### PAGE EXCERPT
** Start **

This is kinda my analytical take on each B&W issue of Elfquest from its inception, one issue at a time...ignoring, for now, FQ #1, as EQ #1 is a reconstituted version and, for most, the start of their EQ journey....and quite a wonderful one it has been! :)

I'm using the covers from my own collection, as is, scanned honest, warts and all. Here's #1:




Can't find my $1.25 original at the moment(I think that was the original cover price for #1), but this 2nd print cover will do.


ED 8)

EMB

The plot:

Humans vs. Elves. Redlance has gotten caught by humans--an elf's worst fear--and has been tortured and about to be sacrificed to the human's gods. Cutter, Skywise and the rest of the gang are out to prevent this, and rescue him, with one human killed. Sadly, this is only the beginning of their trouble: the humans start a conflagration to 'cleanse' their world of elves; forced to flee the holt, the elves pay a visit to their uneasy adversaries, the trolls. After some debate and verbal parrying, it's agreed the trolls will show them the path to a new paradise...but they are betrayed, and the new world turns out to be the hot, barren desert. Their way barred behind them, they've no choice but to move forward, into the unknown.

** End **

[Pointing records]
** Start **

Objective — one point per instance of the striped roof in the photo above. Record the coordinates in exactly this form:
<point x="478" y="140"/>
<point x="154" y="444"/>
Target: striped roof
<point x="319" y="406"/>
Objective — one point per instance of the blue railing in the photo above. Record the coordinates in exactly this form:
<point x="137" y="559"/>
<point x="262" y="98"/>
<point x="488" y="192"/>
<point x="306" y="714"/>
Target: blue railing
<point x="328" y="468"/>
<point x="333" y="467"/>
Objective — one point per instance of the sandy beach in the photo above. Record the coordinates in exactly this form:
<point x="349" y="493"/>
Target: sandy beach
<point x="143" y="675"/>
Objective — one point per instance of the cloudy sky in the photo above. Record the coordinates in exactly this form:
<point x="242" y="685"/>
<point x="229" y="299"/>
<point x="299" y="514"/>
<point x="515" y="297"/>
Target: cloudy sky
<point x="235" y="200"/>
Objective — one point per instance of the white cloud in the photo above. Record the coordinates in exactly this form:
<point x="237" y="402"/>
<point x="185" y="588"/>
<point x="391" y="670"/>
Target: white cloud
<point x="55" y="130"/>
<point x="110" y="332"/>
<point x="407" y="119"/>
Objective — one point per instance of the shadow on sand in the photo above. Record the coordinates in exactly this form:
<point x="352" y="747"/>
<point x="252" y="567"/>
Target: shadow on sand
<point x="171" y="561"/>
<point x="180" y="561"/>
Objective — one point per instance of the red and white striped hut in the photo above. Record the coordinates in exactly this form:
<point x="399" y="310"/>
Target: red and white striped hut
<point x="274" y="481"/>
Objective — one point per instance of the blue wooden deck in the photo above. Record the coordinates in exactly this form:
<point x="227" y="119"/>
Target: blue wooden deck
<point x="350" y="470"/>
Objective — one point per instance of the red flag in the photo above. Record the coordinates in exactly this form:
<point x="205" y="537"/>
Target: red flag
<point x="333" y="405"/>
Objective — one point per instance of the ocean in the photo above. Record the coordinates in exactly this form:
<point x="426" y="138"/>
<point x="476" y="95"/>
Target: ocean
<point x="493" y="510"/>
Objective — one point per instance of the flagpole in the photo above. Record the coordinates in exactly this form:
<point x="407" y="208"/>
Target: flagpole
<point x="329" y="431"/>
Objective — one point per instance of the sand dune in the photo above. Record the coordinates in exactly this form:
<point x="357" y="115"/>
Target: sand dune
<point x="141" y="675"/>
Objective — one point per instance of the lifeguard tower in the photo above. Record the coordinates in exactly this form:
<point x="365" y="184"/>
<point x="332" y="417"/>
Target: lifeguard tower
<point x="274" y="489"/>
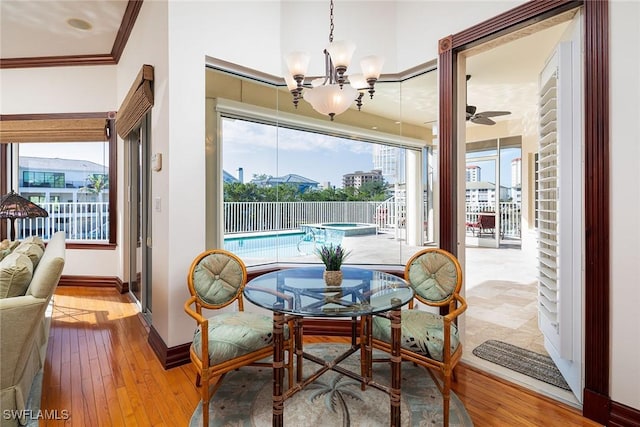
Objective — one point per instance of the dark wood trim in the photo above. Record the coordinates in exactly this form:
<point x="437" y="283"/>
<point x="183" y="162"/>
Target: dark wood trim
<point x="168" y="357"/>
<point x="448" y="168"/>
<point x="3" y="186"/>
<point x="596" y="406"/>
<point x="126" y="26"/>
<point x="113" y="176"/>
<point x="623" y="416"/>
<point x="596" y="190"/>
<point x="596" y="133"/>
<point x="94" y="281"/>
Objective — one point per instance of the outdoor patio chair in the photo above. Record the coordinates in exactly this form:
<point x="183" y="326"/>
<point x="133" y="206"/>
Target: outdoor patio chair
<point x="231" y="339"/>
<point x="430" y="339"/>
<point x="486" y="224"/>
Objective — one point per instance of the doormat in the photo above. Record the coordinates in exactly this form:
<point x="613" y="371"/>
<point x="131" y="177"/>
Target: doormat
<point x="532" y="364"/>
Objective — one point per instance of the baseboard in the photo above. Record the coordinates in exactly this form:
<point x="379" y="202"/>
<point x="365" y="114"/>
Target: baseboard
<point x="95" y="281"/>
<point x="623" y="416"/>
<point x="168" y="357"/>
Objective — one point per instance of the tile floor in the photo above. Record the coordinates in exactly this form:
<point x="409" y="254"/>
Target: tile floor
<point x="501" y="294"/>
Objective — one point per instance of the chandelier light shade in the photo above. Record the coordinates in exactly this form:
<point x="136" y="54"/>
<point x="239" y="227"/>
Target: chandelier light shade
<point x="333" y="93"/>
<point x="13" y="206"/>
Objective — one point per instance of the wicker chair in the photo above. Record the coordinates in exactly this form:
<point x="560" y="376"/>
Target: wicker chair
<point x="429" y="339"/>
<point x="231" y="339"/>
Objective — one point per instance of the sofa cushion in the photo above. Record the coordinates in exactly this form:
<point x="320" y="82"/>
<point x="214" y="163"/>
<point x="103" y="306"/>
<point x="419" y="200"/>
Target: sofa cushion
<point x="34" y="239"/>
<point x="4" y="253"/>
<point x="9" y="244"/>
<point x="16" y="270"/>
<point x="33" y="250"/>
<point x="46" y="276"/>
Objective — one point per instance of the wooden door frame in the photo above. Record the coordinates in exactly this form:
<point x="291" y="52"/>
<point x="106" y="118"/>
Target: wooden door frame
<point x="596" y="399"/>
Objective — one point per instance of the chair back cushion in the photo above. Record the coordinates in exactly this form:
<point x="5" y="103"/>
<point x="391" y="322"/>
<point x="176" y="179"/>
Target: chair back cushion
<point x="233" y="335"/>
<point x="218" y="278"/>
<point x="434" y="275"/>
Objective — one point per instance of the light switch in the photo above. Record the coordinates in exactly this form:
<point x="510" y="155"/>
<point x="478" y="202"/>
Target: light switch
<point x="156" y="162"/>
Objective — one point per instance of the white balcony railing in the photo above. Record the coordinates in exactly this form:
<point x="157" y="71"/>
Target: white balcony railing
<point x="80" y="221"/>
<point x="89" y="221"/>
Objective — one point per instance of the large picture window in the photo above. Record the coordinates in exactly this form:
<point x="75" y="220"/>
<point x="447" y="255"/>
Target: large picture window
<point x="64" y="163"/>
<point x="70" y="181"/>
<point x="285" y="184"/>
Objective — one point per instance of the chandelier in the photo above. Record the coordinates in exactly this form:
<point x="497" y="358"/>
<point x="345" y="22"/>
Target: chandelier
<point x="333" y="93"/>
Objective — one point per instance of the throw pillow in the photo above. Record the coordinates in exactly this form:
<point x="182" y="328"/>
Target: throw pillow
<point x="9" y="244"/>
<point x="35" y="239"/>
<point x="16" y="271"/>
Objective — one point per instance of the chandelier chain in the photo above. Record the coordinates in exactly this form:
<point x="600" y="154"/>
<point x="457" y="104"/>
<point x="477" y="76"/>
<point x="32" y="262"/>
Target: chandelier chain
<point x="331" y="21"/>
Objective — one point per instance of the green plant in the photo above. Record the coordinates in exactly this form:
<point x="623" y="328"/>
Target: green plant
<point x="332" y="256"/>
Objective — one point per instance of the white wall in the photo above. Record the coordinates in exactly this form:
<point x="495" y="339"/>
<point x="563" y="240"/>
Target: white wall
<point x="625" y="201"/>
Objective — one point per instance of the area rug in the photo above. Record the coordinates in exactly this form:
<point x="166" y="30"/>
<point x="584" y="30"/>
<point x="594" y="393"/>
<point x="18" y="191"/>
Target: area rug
<point x="532" y="364"/>
<point x="244" y="398"/>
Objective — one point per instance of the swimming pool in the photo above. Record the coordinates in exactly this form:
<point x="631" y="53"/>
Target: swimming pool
<point x="331" y="230"/>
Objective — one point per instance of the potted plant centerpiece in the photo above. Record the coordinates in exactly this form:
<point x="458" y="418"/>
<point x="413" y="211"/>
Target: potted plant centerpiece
<point x="332" y="257"/>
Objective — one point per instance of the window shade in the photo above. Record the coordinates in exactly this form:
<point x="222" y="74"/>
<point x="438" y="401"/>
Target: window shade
<point x="137" y="103"/>
<point x="52" y="130"/>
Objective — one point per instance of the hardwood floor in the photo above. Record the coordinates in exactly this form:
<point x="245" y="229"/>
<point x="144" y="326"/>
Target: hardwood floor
<point x="101" y="370"/>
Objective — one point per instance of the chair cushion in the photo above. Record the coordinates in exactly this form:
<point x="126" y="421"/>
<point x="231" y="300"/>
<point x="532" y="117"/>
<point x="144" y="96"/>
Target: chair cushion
<point x="236" y="334"/>
<point x="422" y="333"/>
<point x="218" y="279"/>
<point x="16" y="271"/>
<point x="433" y="276"/>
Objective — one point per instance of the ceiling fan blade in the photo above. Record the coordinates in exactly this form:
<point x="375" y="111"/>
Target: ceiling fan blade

** End **

### DIRECTION
Set down a passage of the Elfquest post word for word, beginning at the words "Can't find my" and stopping after the words "into the unknown.". The records are separate material, apart from the Elfquest post.

### FINAL RESULT
Can't find my $1.25 original at the moment(I think that was the original cover price for #1), but this 2nd print cover will do.


ED 8)

EMB

The plot:

Humans vs. Elves. Redlance has gotten caught by humans--an elf's worst fear--and has been tortured and about to be sacrificed to the human's gods. Cutter, Skywise and the rest of the gang are out to prevent this, and rescue him, with one human killed. Sadly, this is only the beginning of their trouble: the humans start a conflagration to 'cleanse' their world of elves; forced to flee the holt, the elves pay a visit to their uneasy adversaries, the trolls. After some debate and verbal parrying, it's agreed the trolls will show them the path to a new paradise...but they are betrayed, and the new world turns out to be the hot, barren desert. Their way barred behind them, they've no choice but to move forward, into the unknown.